### [RECORD EXTRACTS]
-------------------------

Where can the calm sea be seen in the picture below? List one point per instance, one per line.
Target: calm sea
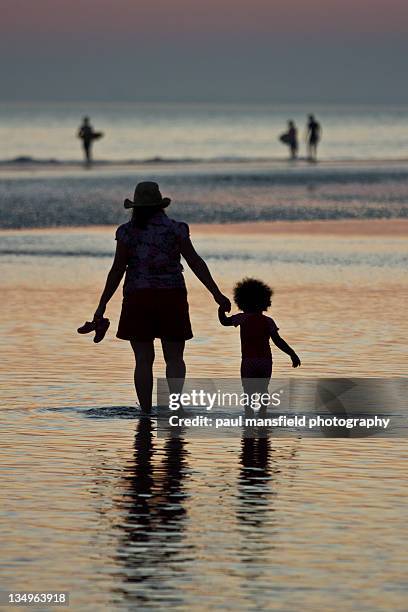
(201, 132)
(93, 501)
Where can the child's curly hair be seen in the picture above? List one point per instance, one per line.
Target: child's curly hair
(251, 295)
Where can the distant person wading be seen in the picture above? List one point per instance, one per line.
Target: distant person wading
(155, 303)
(290, 138)
(313, 137)
(87, 135)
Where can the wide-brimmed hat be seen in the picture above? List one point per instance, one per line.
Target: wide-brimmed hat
(147, 194)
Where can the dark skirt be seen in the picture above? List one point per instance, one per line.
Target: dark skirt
(155, 313)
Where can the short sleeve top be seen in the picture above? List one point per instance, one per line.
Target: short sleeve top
(255, 331)
(153, 253)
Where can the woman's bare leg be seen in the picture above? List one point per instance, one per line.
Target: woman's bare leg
(144, 356)
(175, 367)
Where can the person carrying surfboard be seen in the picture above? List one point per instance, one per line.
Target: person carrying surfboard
(290, 138)
(87, 135)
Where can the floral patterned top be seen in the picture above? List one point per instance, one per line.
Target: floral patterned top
(153, 253)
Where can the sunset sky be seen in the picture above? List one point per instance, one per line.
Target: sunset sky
(221, 50)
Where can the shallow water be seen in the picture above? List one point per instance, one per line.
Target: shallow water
(199, 131)
(205, 193)
(105, 509)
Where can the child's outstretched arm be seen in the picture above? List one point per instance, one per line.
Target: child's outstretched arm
(284, 346)
(223, 319)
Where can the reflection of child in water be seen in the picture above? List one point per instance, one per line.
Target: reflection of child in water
(253, 297)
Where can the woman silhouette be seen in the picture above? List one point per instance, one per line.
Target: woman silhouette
(155, 297)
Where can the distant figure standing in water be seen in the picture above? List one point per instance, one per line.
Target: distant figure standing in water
(155, 302)
(290, 138)
(87, 135)
(313, 136)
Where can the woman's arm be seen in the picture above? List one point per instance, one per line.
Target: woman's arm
(284, 346)
(115, 275)
(200, 269)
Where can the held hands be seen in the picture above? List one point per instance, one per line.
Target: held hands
(99, 312)
(295, 361)
(222, 301)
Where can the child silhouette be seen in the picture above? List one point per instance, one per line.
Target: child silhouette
(253, 297)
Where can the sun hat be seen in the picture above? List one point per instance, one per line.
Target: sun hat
(147, 194)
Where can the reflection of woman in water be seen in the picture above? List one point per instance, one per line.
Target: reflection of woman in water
(153, 498)
(313, 136)
(155, 298)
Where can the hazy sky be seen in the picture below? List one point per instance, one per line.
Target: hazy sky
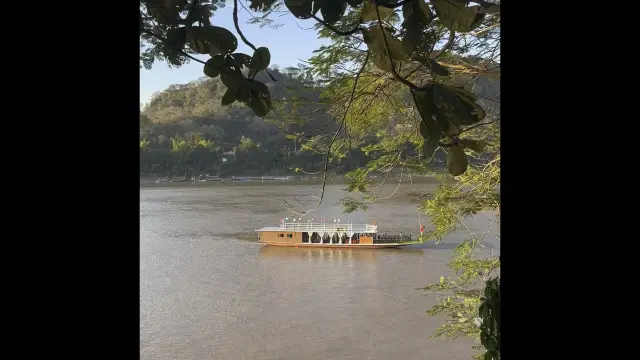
(287, 44)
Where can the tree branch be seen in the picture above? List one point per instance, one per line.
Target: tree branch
(170, 43)
(244, 39)
(335, 136)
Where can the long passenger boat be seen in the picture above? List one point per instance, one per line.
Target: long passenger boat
(308, 234)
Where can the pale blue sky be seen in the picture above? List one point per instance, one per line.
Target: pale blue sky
(287, 44)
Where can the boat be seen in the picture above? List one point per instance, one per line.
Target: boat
(207, 177)
(324, 234)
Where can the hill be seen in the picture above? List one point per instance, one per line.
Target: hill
(184, 130)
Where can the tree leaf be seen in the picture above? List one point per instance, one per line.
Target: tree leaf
(457, 108)
(419, 10)
(244, 93)
(317, 5)
(229, 96)
(260, 60)
(413, 33)
(232, 78)
(430, 146)
(260, 98)
(332, 10)
(164, 15)
(220, 40)
(239, 60)
(457, 161)
(475, 145)
(302, 11)
(211, 68)
(456, 15)
(261, 5)
(177, 37)
(198, 46)
(369, 13)
(374, 38)
(438, 69)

-------------------------

### [SHORT EXERCISE]
Starting at the line that contains "Where can the pale", repeat each line exactly through the last one in the listing. Include both of those lines and nothing more.

### [EXERCISE ANSWER]
Where can the pale blue sky be seen in the picture above? List one point per instance, one per line.
Target: pale blue sky
(287, 44)
Where can the boat be seen in the picture above? List one point per instance, one per line.
Target: boat
(207, 177)
(324, 234)
Where can the hill be seen in the picture above? List one point per instance, one per line.
Target: hill
(184, 130)
Where can the tree leaf be seen in the picture above? List one point per instance, one per line.
Target: tree leaf
(457, 108)
(419, 10)
(244, 93)
(317, 5)
(229, 96)
(260, 60)
(413, 33)
(232, 78)
(430, 146)
(260, 98)
(332, 10)
(164, 15)
(220, 40)
(239, 60)
(457, 161)
(475, 145)
(302, 11)
(211, 68)
(456, 15)
(261, 5)
(177, 37)
(198, 46)
(369, 13)
(374, 38)
(438, 69)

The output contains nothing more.